From the first line to the last, copy the data exactly and drop the pictures.

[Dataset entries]
________________

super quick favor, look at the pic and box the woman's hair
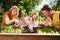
[18,11,25,18]
[8,5,19,19]
[41,4,52,11]
[2,5,19,25]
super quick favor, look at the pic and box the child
[29,12,39,33]
[14,11,30,32]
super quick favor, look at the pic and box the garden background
[0,0,60,34]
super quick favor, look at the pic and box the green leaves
[39,17,46,24]
[38,27,59,34]
[51,0,60,11]
[18,0,42,16]
[0,25,60,34]
[0,25,22,33]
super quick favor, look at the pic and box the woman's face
[11,9,17,16]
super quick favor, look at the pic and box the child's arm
[45,19,52,27]
[13,20,20,28]
[23,18,30,27]
[5,15,16,25]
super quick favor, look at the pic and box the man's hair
[41,4,52,11]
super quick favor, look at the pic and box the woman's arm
[5,16,16,25]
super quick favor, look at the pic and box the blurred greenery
[0,0,60,33]
[0,0,42,23]
[37,27,60,34]
[0,25,22,33]
[51,0,60,11]
[0,0,42,16]
[0,6,4,23]
[39,16,46,24]
[0,25,60,34]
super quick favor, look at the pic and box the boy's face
[20,14,25,19]
[42,10,49,17]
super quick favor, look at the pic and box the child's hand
[14,20,20,28]
[45,21,52,27]
[12,19,18,21]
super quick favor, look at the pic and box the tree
[51,0,60,11]
[0,0,42,16]
[0,0,42,23]
[18,0,42,16]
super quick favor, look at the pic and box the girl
[29,12,39,33]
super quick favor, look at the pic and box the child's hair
[18,11,25,18]
[41,4,52,11]
[32,12,39,20]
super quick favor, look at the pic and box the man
[41,4,60,28]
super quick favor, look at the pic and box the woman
[29,12,39,33]
[2,5,19,25]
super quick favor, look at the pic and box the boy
[14,11,30,33]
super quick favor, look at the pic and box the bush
[37,27,60,34]
[0,25,22,33]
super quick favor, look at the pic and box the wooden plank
[0,33,60,40]
[0,35,60,40]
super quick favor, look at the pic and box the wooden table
[0,33,60,40]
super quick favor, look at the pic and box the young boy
[14,11,30,33]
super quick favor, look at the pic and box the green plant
[0,25,22,33]
[39,17,46,24]
[37,27,59,34]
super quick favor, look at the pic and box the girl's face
[11,9,17,16]
[32,14,37,20]
[32,13,38,20]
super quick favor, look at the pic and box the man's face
[42,10,49,17]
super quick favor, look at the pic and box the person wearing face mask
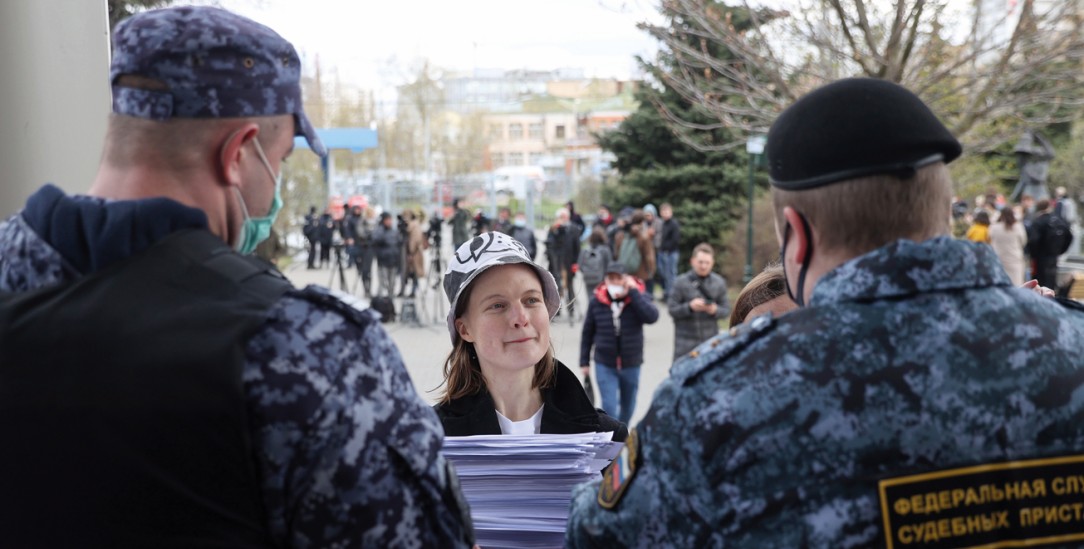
[579,262,659,425]
[509,211,537,259]
[493,206,513,235]
[434,232,626,441]
[568,78,1084,547]
[0,7,474,548]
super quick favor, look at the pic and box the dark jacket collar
[435,361,628,442]
[21,184,208,275]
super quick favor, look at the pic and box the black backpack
[1045,214,1074,257]
[370,296,396,323]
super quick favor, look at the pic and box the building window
[491,152,504,167]
[509,123,524,139]
[489,124,502,139]
[555,125,566,139]
[528,152,543,165]
[509,152,525,166]
[528,123,543,139]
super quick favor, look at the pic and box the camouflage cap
[444,232,561,344]
[110,6,326,156]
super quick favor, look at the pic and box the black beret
[767,78,962,190]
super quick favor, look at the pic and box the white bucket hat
[443,232,560,344]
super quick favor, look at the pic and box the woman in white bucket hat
[434,232,627,440]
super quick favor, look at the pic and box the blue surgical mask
[233,138,282,255]
[514,218,526,227]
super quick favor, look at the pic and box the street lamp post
[744,135,767,285]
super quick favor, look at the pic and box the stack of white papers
[443,432,624,549]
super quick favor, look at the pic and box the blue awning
[295,127,378,153]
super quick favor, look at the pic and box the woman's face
[455,264,550,376]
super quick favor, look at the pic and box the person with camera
[317,209,336,268]
[303,205,320,269]
[450,198,471,248]
[374,212,402,297]
[353,206,378,297]
[340,205,363,276]
[667,242,729,360]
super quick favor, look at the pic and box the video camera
[427,216,443,246]
[396,214,409,236]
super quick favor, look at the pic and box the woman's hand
[1022,279,1055,298]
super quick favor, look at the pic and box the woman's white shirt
[496,405,544,435]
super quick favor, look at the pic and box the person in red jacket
[580,262,659,424]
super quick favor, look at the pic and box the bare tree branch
[640,0,1084,154]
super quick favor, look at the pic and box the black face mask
[779,212,814,308]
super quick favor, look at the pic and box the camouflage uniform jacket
[0,186,473,548]
[568,236,1084,548]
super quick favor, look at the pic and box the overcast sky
[215,0,663,91]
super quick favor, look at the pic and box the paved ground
[282,250,681,427]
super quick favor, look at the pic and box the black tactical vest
[0,229,290,548]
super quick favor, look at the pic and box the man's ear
[455,318,474,343]
[782,206,810,264]
[217,123,260,188]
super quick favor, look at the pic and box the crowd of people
[960,189,1078,290]
[5,6,1084,548]
[301,203,433,300]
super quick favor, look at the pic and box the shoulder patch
[292,284,380,328]
[598,427,640,510]
[671,313,777,385]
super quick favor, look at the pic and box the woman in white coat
[988,207,1028,285]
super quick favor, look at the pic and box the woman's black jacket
[434,361,628,442]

________________

Solution to the exercise:
super quick favor, look at the pic and box the woman's hair
[18,11,25,18]
[8,5,19,19]
[41,4,52,11]
[2,5,19,25]
super quick favor, look at the pic and box the child
[29,12,39,33]
[14,11,30,32]
super quick favor, look at the pic and box the garden background
[0,0,60,34]
super quick favor, look at the pic and box the green leaves
[39,17,46,24]
[38,27,59,34]
[51,0,60,11]
[18,0,42,16]
[0,25,60,34]
[0,25,22,33]
super quick favor, look at the pic and box the woman's face
[11,9,17,16]
super quick favor, look at the pic and box the child's arm
[45,19,52,27]
[13,20,20,28]
[23,18,30,27]
[5,15,16,25]
super quick favor, look at the pic and box the man's hair
[41,4,52,11]
super quick favor, look at the pic and box the woman's arm
[5,16,16,25]
super quick favor, look at the pic and box the blurred greenery
[0,0,60,33]
[0,0,42,23]
[37,27,60,34]
[0,25,22,33]
[51,0,60,11]
[0,0,42,16]
[0,6,4,23]
[39,16,46,24]
[0,25,60,34]
super quick favor, look at the pic and box the boy's face
[20,14,25,19]
[42,10,49,17]
super quick favor, look at the pic and box the child's hand
[14,20,20,28]
[45,21,52,27]
[12,19,18,21]
super quick favor, look at the pic and box the tree
[51,0,60,11]
[0,0,42,16]
[0,0,42,23]
[18,0,42,16]
super quick favor, look at the pic and box the girl
[29,12,39,33]
super quick favor, look at the pic and box the child's hair
[18,11,25,18]
[41,4,52,11]
[32,12,39,20]
super quick favor, look at the pic and box the man
[41,4,60,28]
super quick favor, look at the pic and box the woman
[29,12,39,33]
[2,5,19,25]
super quick favor, look at the pic and box the boy
[14,11,30,33]
super quick favor, look at the pic and box the bush
[37,27,60,34]
[0,25,22,33]
super quick favor, look at the pic and box the wooden plank
[0,33,60,40]
[0,35,60,40]
super quick favor, look at the pic and box the wooden table
[0,33,60,40]
super quick favor, look at the pic and box the young boy
[14,11,30,33]
super quick favor, look at the pic and box the green plant
[0,25,22,33]
[39,17,46,24]
[37,27,59,34]
super quick favor, look at the pic and box the girl's face
[11,9,17,16]
[32,14,37,20]
[32,13,38,20]
super quick favor, look at the pic and box the man's face
[42,10,49,17]
super quick favor, look at the pic and box the person wearing face mask
[579,262,659,425]
[509,211,537,259]
[493,206,513,235]
[434,232,626,441]
[568,78,1084,547]
[0,7,474,548]
super quick favor, look at the pic and box the dark jacket collar
[435,361,628,442]
[21,184,208,275]
super quick favor, look at the pic and box the black backpack
[1045,214,1074,257]
[370,296,396,323]
super quick favor, look at the pic and box the building window
[491,152,504,167]
[509,123,524,139]
[489,124,502,139]
[555,125,566,139]
[528,152,543,165]
[509,152,525,166]
[528,123,543,139]
super quick favor, look at the pic and box the camouflage cap
[444,232,561,344]
[110,6,326,156]
super quick favor, look at the pic and box the black beret
[767,78,962,190]
super quick favor, look at the pic and box the white bucket hat
[443,232,560,344]
super quick favor, look at the pic and box the woman in white bucket hat
[434,232,627,440]
super quick favor, look at the pic and box the blue surgical mask
[233,138,282,255]
[514,218,526,227]
super quick favor, look at the pic and box the street lamp post
[744,135,767,285]
super quick favor, look at the pic and box the stack of white papers
[443,432,624,549]
super quick favor, look at the pic and box the blue awning
[295,127,378,153]
super quick favor, look at the pic and box the woman's face
[455,264,550,376]
super quick favor, look at the pic and box the person with camera
[317,209,336,268]
[303,205,320,269]
[450,198,471,248]
[374,212,402,297]
[353,206,378,297]
[340,205,363,276]
[667,242,729,360]
super quick favor, look at the pic and box the video camera
[427,216,443,246]
[396,214,409,236]
super quick favor, look at the pic and box the woman's hand
[1022,279,1055,298]
super quick favor, look at the pic and box the woman's white shirt
[496,405,544,435]
super quick favor, look at the pic and box the person in red jacket
[580,262,659,424]
super quick favor, look at the pic and box the bare tree branch
[640,0,1084,154]
super quick favor, look at the pic and box the black face mask
[779,212,814,308]
super quick favor, look at the pic and box the camouflage uniform jacket
[0,186,473,548]
[568,236,1084,548]
super quick favor, look at the pic and box the overcast sky
[215,0,663,91]
super quick favor, look at the pic and box the paved ground
[282,250,681,427]
super quick favor, look at the pic and box the black tactical vest
[0,229,290,548]
super quick favor, look at the pic and box the man's ear
[455,318,474,343]
[782,206,810,264]
[217,123,260,188]
super quick favor, look at the pic and box the crowd of people
[960,189,1078,290]
[5,6,1084,548]
[301,203,433,300]
super quick favor, look at the pic and box the shoulder patch
[292,284,380,328]
[598,427,640,510]
[671,313,777,385]
super quick favor, look at the pic and box the woman in white coat
[988,207,1028,285]
super quick favor, look at the pic and box the woman's black jacket
[434,361,628,442]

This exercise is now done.